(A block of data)
%%

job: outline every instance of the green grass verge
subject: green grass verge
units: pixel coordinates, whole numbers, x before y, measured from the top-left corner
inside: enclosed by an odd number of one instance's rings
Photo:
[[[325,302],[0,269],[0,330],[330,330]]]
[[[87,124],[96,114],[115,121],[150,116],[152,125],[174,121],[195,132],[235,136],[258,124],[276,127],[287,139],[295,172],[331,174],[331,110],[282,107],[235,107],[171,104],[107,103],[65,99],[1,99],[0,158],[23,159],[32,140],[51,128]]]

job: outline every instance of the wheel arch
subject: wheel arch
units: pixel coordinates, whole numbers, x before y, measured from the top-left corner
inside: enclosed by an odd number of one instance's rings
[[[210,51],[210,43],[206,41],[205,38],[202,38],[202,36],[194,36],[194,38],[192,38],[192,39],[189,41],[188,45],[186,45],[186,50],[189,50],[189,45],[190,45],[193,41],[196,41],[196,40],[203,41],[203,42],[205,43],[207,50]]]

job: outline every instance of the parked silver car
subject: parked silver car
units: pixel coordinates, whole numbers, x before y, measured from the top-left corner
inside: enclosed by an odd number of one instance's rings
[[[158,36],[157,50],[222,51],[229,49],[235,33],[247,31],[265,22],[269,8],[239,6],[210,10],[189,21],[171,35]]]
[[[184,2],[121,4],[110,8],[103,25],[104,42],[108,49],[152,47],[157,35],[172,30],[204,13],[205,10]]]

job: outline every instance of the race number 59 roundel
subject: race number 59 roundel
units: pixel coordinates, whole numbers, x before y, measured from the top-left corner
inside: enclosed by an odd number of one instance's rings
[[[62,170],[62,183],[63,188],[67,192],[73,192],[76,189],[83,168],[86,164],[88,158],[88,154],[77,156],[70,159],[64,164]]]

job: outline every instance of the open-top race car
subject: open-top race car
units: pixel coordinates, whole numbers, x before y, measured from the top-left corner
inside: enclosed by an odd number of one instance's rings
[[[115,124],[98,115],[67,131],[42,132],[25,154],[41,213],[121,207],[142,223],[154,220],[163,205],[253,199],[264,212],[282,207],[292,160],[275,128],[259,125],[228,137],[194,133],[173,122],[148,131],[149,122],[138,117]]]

%%
%%

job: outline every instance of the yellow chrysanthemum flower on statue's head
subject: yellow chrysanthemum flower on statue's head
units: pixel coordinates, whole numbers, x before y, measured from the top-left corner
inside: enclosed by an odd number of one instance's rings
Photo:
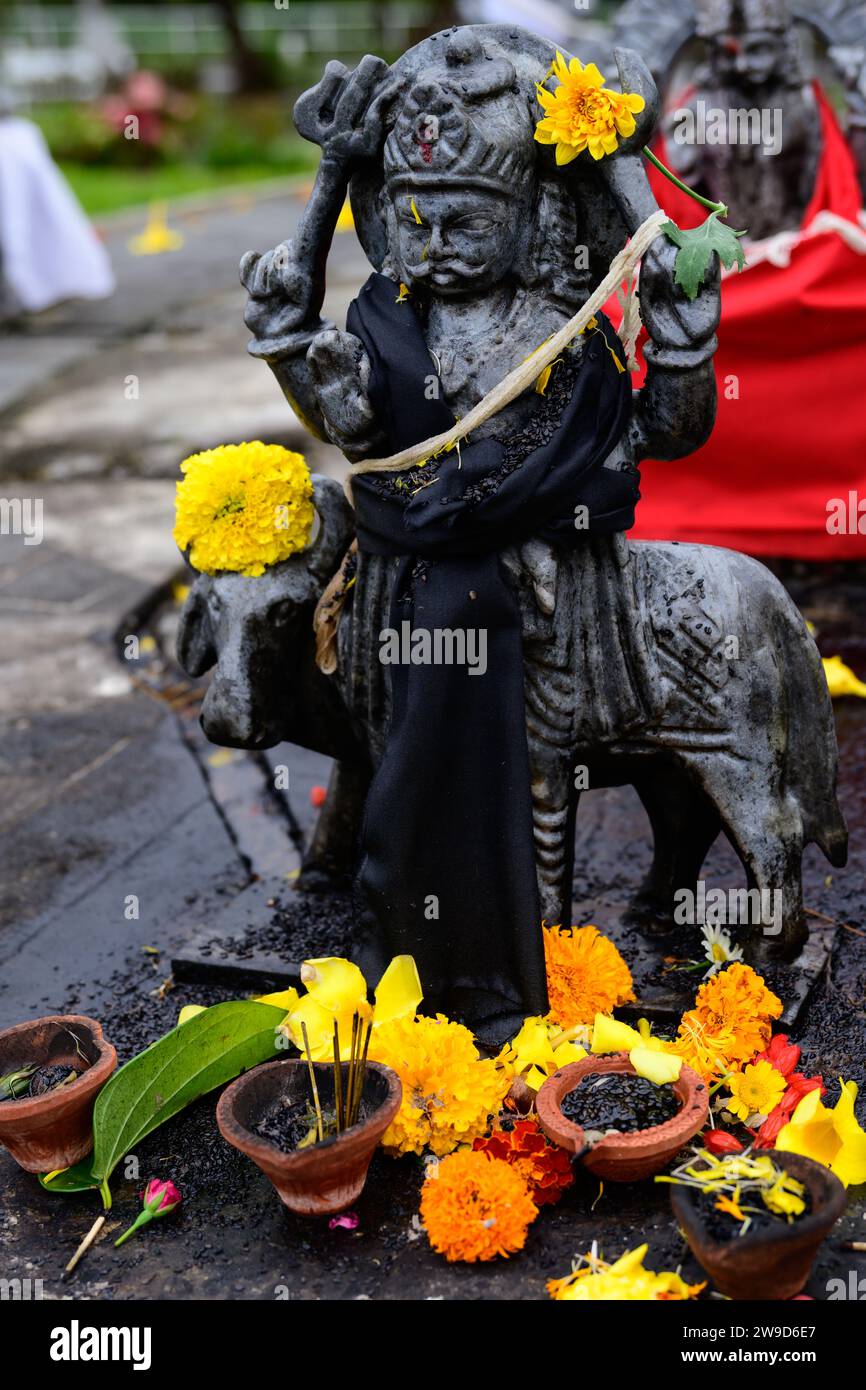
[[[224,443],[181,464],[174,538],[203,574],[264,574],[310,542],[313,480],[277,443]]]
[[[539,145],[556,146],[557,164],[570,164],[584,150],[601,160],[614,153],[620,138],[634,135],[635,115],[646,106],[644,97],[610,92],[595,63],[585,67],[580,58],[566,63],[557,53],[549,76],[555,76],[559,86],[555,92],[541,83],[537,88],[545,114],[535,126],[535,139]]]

%%

Copy the rows word for word, beginning at the line containing "job: outline every instance of the green" and ending after the line containing "[[[325,302],[0,269],[0,330],[330,330]]]".

job: outline every instance of the green grass verge
subject: green grass verge
units: pixel coordinates, whole numbers, x before y, measured from the top-left corner
inside: enclosed by an odd number of one instance's rings
Photo:
[[[325,302],[0,269],[0,330],[330,330]]]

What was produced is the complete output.